:: Extracto de página

Opinión | CAMBIO DE CHIP
De Peoria a TikTok: cómo perdimos la capacidad de atención
Una de las grandes promesas de la tecnología es que nos ayuda a hacer más competitivas nuestras empresas, permitiendo que los equipos directivos ganen tiempo en sus tareas diarias. Sin embargo, eso no necesariamente implica que sepamos qué hacer con todo ese tiempo "liberado", ¿o sí?
El otro día tuve que ir al notario para firmar una gestión de mi empresa. Nada épico: ni contrato millonario, ni acuerdo con Elon, ni compra de un satélite. Un simple trámite de los que podríamos clasificar como aburridos, pero necesarios. Veinte minutos de ida, dos minutos y medio de firma, veinte minutos de vuelta. La clásica hora muerta disfrazada de formalidad.
Cuesta creer que, existiendo los certificados digitales y la tecnología blockchain –que no solo validan la identidad, sino que además graban a fuego en registros inmutables las transacciones que realizamos– aún sigamos desplazándonos físicamente para confirmar lo que ya está confirmado digitalmente. Parece mentira, pero es verdad. Así que con resignación, cogí mi sello de lacrar y subí al carruaje que me llevaría a mi destino.
Entre pensamientos, mi agenda mental desfilaba en paralelo: tareas que podía haber cerrado, correos que esperaban respuesta, decisiones que necesitaban "un poco de pensamiento". Y en medio de ese carrusel, se coló una pregunta algo inquietante: "¿De verdad queremos ser más productivos... para poder llenar el tiempo liberado ejecutando más tareas? ¿No sería dedicarlo a pensar mejor?".
Que no se me malinterprete. Esto no es un alegato ludita contra la automatización, ni voy a romantizar la anécdota diciendo que salir de la oficina me conectó con el universo mientras contemplaba el baile de las hojas en los árboles. Nada de eso y que quede claro: benditas sean las tecnologías, especialmente la inteligencia artificial, que nos liberan del lastre operativo. Gracias a ellas, los directivos ganamos tiempo para lo que se supone que importa: pensar, analizar, decidir. Desplazamos el esfuerzo desde las tareas repetitivas hacia aquellas de alto valor añadido. Pero justo ahí empieza el verdadero reto. Pensar requiere concentración. Y la concentración es el nuevo bien escaso.

::::

Trabajo solicitado:
Copie sin cambios el fragmento del artículo sobre la capacidad de atención que comienza en las palabras "Que no se me" y termina tras "nuevo bien escaso.".

:: Datos extraídos

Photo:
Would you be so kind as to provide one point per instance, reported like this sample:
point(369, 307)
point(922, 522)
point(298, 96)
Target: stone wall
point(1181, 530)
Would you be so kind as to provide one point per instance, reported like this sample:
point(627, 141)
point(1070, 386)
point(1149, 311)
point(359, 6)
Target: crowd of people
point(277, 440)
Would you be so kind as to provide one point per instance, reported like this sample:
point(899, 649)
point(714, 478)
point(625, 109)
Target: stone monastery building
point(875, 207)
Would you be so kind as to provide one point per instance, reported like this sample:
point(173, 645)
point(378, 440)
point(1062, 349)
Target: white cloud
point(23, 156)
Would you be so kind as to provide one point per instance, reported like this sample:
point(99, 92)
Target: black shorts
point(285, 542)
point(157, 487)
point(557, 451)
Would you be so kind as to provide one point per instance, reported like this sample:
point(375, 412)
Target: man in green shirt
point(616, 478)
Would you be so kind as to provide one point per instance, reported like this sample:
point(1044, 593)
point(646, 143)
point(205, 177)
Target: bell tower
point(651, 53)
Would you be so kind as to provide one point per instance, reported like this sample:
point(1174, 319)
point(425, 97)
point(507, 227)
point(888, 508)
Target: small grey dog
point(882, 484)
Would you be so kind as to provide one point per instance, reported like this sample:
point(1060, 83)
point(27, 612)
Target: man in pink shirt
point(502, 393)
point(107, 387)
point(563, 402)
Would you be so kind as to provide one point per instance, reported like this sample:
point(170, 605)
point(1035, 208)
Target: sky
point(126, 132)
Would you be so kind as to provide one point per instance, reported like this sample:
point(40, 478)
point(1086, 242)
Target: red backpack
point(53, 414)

::::

Resultado esperado:
Que no se me malinterprete. Esto no es un alegato ludita contra la automatización, ni voy a romantizar la anécdota diciendo que salir de la oficina me conectó con el universo mientras contemplaba el baile de las hojas en los árboles. Nada de eso y que quede claro: benditas sean las tecnologías, especialmente la inteligencia artificial, que nos liberan del lastre operativo. Gracias a ellas, los directivos ganamos tiempo para lo que se supone que importa: pensar, analizar, decidir. Desplazamos el esfuerzo desde las tareas repetitivas hacia aquellas de alto valor añadido. Pero justo ahí empieza el verdadero reto. Pensar requiere concentración. Y la concentración es el nuevo bien escaso.